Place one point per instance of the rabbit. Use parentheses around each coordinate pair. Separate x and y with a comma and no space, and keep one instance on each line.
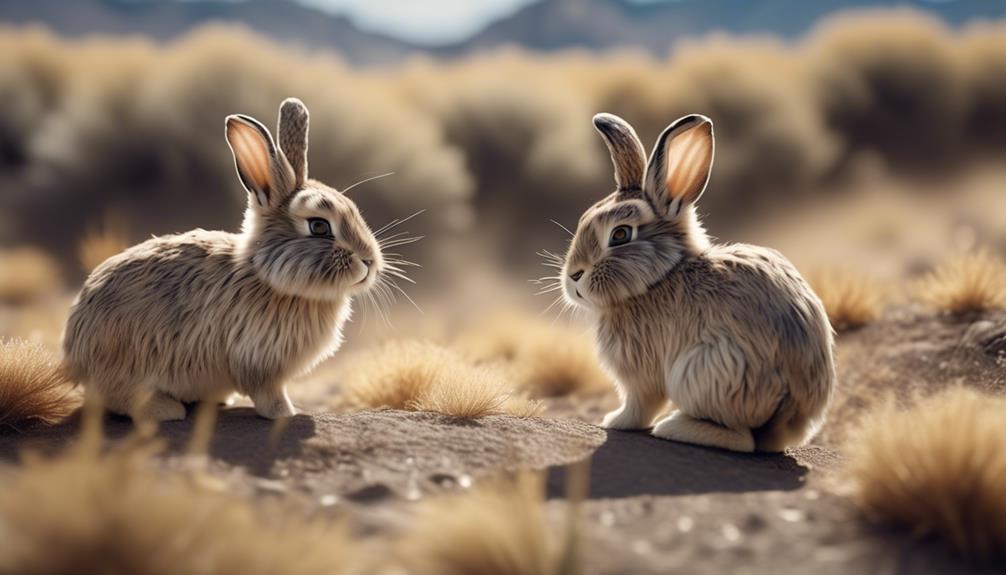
(198,316)
(729,334)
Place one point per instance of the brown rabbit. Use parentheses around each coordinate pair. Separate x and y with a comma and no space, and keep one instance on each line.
(199,315)
(730,334)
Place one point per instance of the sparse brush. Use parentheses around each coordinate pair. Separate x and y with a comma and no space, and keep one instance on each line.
(543,359)
(939,467)
(27,273)
(971,282)
(496,529)
(32,387)
(101,243)
(425,377)
(851,300)
(89,512)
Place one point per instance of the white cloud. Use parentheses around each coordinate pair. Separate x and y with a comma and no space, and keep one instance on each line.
(426,21)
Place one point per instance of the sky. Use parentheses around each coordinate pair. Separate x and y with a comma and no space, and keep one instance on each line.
(426,21)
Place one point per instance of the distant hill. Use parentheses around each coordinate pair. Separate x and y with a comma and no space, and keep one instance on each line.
(600,24)
(545,25)
(165,19)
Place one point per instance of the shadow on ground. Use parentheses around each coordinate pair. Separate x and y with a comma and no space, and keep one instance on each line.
(634,463)
(240,437)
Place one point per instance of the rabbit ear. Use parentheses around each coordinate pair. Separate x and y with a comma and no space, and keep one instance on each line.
(293,131)
(679,167)
(627,151)
(264,171)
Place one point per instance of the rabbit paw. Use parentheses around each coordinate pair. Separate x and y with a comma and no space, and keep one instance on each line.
(624,418)
(273,404)
(687,429)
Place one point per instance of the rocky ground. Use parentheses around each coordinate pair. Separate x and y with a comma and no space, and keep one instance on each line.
(654,506)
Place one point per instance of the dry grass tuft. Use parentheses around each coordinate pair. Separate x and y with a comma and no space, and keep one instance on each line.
(101,243)
(32,387)
(496,529)
(851,300)
(543,359)
(973,282)
(939,467)
(25,274)
(425,377)
(117,513)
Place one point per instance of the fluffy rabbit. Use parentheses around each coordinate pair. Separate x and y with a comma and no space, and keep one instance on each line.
(200,315)
(731,335)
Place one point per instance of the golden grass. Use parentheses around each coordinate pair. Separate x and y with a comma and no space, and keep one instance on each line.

━━━━

Task to complete → Rewrite all the entries above, swapping every "rabbit" for "hare" and keeping everything else the same. Leave the pictures out.

Written response →
Place one point per instance of the hare. Use parentheses around each coordinate pair. Separate x and y with a comma and no space, and keep one instance on each line.
(198,316)
(729,334)
Place one point per instance of the brown hare. Use parentheses around each coordinate pair. Separate x and y with a comma and no space, and keep one instance on each line.
(199,315)
(730,334)
Place one point per instance of the sparse brush. Use parentheses around each coordinate pair. Separate x and y with a comma and no space, and keep one instance on each line.
(543,359)
(939,467)
(27,273)
(971,282)
(496,529)
(32,387)
(101,243)
(425,377)
(851,300)
(89,512)
Place one point per instance of the white cloud. Use parentheses around each coordinate pair. Separate x and y with a comma and no space, and keep one instance on each line.
(426,21)
Place one point per instance of the sky. Use parentheses around each coordinate pair. Separate x and y with a comma and no space, and keep one instance on each line.
(426,21)
Place one point per instance of the distant hill. Use parentheses around each coordinate pair. Separate x and y with a comma and no space, and keep one instance on each line.
(600,24)
(545,25)
(165,19)
Place one point per instance of the shadow on ground. Use parentheses around each coordinate pair. Separate x and y with a comma and no space, and keep one instance on each line.
(634,463)
(240,437)
Place one point per instance of the hare ear. Use parentheses around each coordinate pair. Separate x and y with a comma and no space, and keep one instance on each line.
(293,131)
(679,167)
(627,151)
(264,171)
Place one point per instance of the hare paw. Use parentheses around each coordinate pair. Separate x and y with a comma and no space, and keep one instance on each line.
(624,418)
(273,404)
(687,429)
Place one point per instance of the rocky ground. Use parentheses around each coordinate pair. Separate x and y with a comma and no space, and keep one instance on each line.
(654,506)
Place one point per instance of the dry grass tuft. Use parentheses around each coordinate pair. Separate x and y with a comma and no space, and keep one instance on each line.
(101,243)
(32,387)
(496,529)
(851,300)
(543,359)
(973,282)
(939,467)
(25,274)
(425,377)
(117,513)
Place one point per instance of the fluffy hare. Use parentheses around each coordinate pair. Separate x and y with a comma and no space, and keep one instance on each line.
(200,315)
(731,335)
Place one point per instance of the golden grass. Use parentheses around each coordinate pair. Separate x and y with a comma and no space, and keep one instance on each line.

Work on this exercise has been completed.